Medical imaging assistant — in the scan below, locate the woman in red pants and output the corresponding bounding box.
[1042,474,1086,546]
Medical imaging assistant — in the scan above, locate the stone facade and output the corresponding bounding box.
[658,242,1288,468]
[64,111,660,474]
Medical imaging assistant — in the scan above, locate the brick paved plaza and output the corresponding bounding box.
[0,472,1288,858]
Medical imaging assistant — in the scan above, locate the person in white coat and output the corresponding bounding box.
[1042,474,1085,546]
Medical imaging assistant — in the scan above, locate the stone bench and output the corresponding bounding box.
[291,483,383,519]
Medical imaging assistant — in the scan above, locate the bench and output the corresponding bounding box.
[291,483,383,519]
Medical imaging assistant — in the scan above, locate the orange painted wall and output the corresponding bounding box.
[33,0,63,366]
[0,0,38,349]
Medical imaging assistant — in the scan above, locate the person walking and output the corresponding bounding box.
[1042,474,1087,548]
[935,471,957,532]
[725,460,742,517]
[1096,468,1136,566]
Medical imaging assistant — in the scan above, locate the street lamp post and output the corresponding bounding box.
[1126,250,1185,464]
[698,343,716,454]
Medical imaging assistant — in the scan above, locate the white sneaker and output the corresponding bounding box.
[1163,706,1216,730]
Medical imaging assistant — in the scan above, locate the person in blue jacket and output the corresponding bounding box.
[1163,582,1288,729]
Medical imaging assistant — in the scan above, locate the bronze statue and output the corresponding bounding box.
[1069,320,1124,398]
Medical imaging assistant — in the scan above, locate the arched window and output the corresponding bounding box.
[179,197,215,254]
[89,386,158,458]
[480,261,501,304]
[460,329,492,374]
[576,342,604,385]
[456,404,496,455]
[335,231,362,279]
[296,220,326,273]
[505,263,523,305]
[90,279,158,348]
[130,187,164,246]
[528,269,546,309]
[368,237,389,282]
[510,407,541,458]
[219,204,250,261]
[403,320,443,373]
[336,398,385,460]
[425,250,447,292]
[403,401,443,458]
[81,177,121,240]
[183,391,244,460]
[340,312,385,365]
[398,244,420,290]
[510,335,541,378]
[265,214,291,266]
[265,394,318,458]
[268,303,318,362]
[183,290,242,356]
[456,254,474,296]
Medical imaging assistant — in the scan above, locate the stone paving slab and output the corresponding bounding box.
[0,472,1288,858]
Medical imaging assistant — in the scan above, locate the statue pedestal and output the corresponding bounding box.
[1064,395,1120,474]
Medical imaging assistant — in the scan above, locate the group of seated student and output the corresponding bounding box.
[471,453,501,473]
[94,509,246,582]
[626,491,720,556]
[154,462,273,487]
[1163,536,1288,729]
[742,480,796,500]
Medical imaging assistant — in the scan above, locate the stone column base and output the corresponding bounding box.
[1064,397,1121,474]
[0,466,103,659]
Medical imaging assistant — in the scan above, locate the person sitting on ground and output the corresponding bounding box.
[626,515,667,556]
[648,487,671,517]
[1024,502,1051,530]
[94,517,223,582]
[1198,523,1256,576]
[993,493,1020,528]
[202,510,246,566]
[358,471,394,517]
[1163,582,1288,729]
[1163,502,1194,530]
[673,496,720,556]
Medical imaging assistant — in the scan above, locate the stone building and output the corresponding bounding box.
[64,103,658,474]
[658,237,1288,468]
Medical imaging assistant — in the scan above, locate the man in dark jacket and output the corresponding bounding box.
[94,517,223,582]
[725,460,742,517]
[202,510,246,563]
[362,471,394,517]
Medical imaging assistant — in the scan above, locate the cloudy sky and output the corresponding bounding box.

- [PROBLEM TO SOLVE] Set out each of the items above as a numbered list, skipping any blank lines.

- [ANSWER TO THE TASK]
1. Medical imaging assistant — in the scan below, locate the woman in red pants and output the corresponding bounding box.
2. [1042,474,1086,546]
3. Medical imaging assistant — in the scan above, locate the stone facade and output the corresponding bounding box.
4. [658,242,1288,468]
5. [64,111,660,474]
6. Medical imaging assistant — in the scan above, locate the brick paved plaza and output the corresponding bounding box.
7. [0,472,1288,858]
8. Medical imaging assistant — in the scan above, locate the person in white coat and output the corresponding bounding box.
9. [1042,474,1085,546]
10. Medical imaging assistant — in the scan above, locate the stone bench and output the corresponding bounding box.
11. [291,483,383,519]
12. Medical imaging assistant — in the scan above, locate the bench and output the corresponding bounding box.
13. [291,483,383,519]
14. Medical imaging assistant — in the scan above, locate the orange painted wall and output the corresponding bounding box.
15. [33,0,63,366]
16. [0,0,38,349]
17. Medical imaging assistant — in the scan above, locate the person walking and output the corresponding bounding box.
18. [1042,474,1087,548]
19. [935,471,957,532]
20. [725,460,742,517]
21. [1096,468,1136,566]
22. Medical imaging assistant — in the scan above, locate the street lamp post and output the corresponding bounding box.
23. [1126,250,1185,464]
24. [698,343,716,454]
25. Medical imaging assistant — in the scan above, locate the white sneaker and output the corresponding bounding box.
26. [1163,706,1216,730]
27. Medical imaging assistant — in the scan above, locate the person in blue jacket and output the corresponding bounding box.
28. [1163,582,1288,729]
29. Medical imaging assistant — in the scan above, locate the bronze statue and output the corresponding bounding box.
30. [1069,320,1124,398]
31. Medical imaging assistant — in the scan above, locate the arched window and output the corresponding bounding box.
32. [179,197,215,254]
33. [89,386,158,458]
34. [480,261,501,304]
35. [460,329,492,374]
36. [576,342,604,385]
37. [456,404,496,455]
38. [335,231,362,279]
39. [296,220,326,273]
40. [505,263,523,305]
41. [90,279,158,348]
42. [130,187,164,246]
43. [528,269,546,309]
44. [368,237,389,282]
45. [510,407,541,458]
46. [219,204,250,261]
47. [403,320,443,373]
48. [336,398,385,460]
49. [425,250,447,292]
50. [403,401,443,458]
51. [81,177,121,240]
52. [183,391,244,460]
53. [340,312,385,365]
54. [398,244,420,290]
55. [510,335,541,378]
56. [265,214,291,266]
57. [265,394,318,458]
58. [268,303,318,362]
59. [183,290,242,356]
60. [456,254,474,296]
61. Medical imaging assistant — in the scan above, locate the stone paving slab and output the corresponding bounding box.
62. [0,472,1288,858]
63. Medical imaging assistant — in the scan above, locate the statue pedestal and output the corresponding bounding box.
64. [1064,395,1120,474]
65. Medical imaging assistant — in the scan above, locate the group of seated student and output the corresponding bounding box.
66. [471,453,501,473]
67. [94,509,246,582]
68. [626,491,720,556]
69. [154,462,273,487]
70. [1163,536,1288,729]
71. [742,480,796,500]
72. Medical imaging assistant — in the scan above, locate the stone column base and output the corresponding bounding box.
73. [1064,397,1121,474]
74. [0,466,103,659]
75. Medical imaging assistant — in the scan above, locate the person sitting on ground and output the corresponding bounding box.
76. [626,515,667,556]
77. [648,487,671,517]
78. [1024,502,1051,530]
79. [94,517,223,582]
80. [1198,523,1256,576]
81. [993,493,1020,528]
82. [202,510,246,566]
83. [358,471,394,517]
84. [1163,582,1288,729]
85. [1163,502,1194,530]
86. [673,496,720,556]
87. Medical imaging assistant — in the scan above, locate the stone building and output the corresponding bounding box.
88. [64,103,658,474]
89. [658,237,1288,468]
90. Medical imaging assistant — in the scan above, locate the man in dark jacket and output the corresponding bounding box.
91. [94,517,223,582]
92. [725,460,742,517]
93. [202,510,246,563]
94. [362,471,394,517]
95. Medical imaging assistant — in the scan above, locate the cloudy sky and output the corresponding bounding box.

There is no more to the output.